— begin —

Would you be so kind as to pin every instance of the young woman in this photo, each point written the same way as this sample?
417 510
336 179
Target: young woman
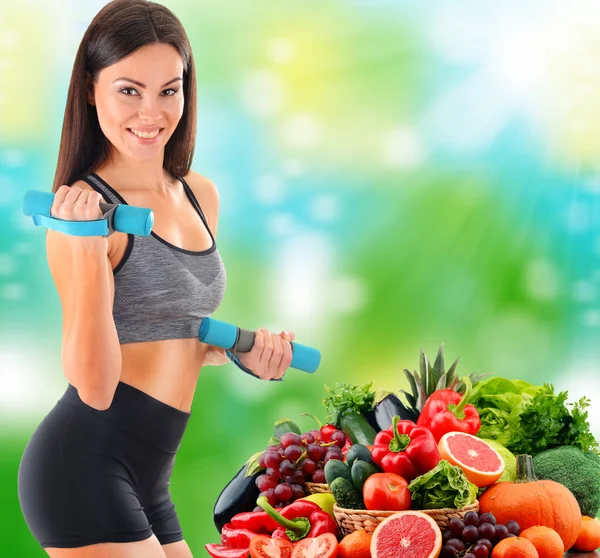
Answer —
93 480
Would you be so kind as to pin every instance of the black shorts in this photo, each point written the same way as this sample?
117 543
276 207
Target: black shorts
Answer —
89 476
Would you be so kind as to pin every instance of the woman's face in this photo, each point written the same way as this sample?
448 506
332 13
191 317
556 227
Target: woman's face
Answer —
139 96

— end —

» **YOUR TASK**
Reproduce the whole listing above word for word, and leave out the picture.

» **THE SOLUTION**
Would you be so kind as to pin every instance of the young woman in this photo, each point written the same way as this sample?
417 510
336 179
Target: young woman
Answer —
93 480
Would you be so kind as to pin every instance of the black shorts in this photo, each point written the same way as this sample?
117 543
276 207
Target: black shorts
Answer —
89 476
Would you be so kind as to pin every instance of the woman's face in this photo, each point written the same way as this sample?
448 506
332 13
191 317
556 227
Target: woman's face
Answer —
139 96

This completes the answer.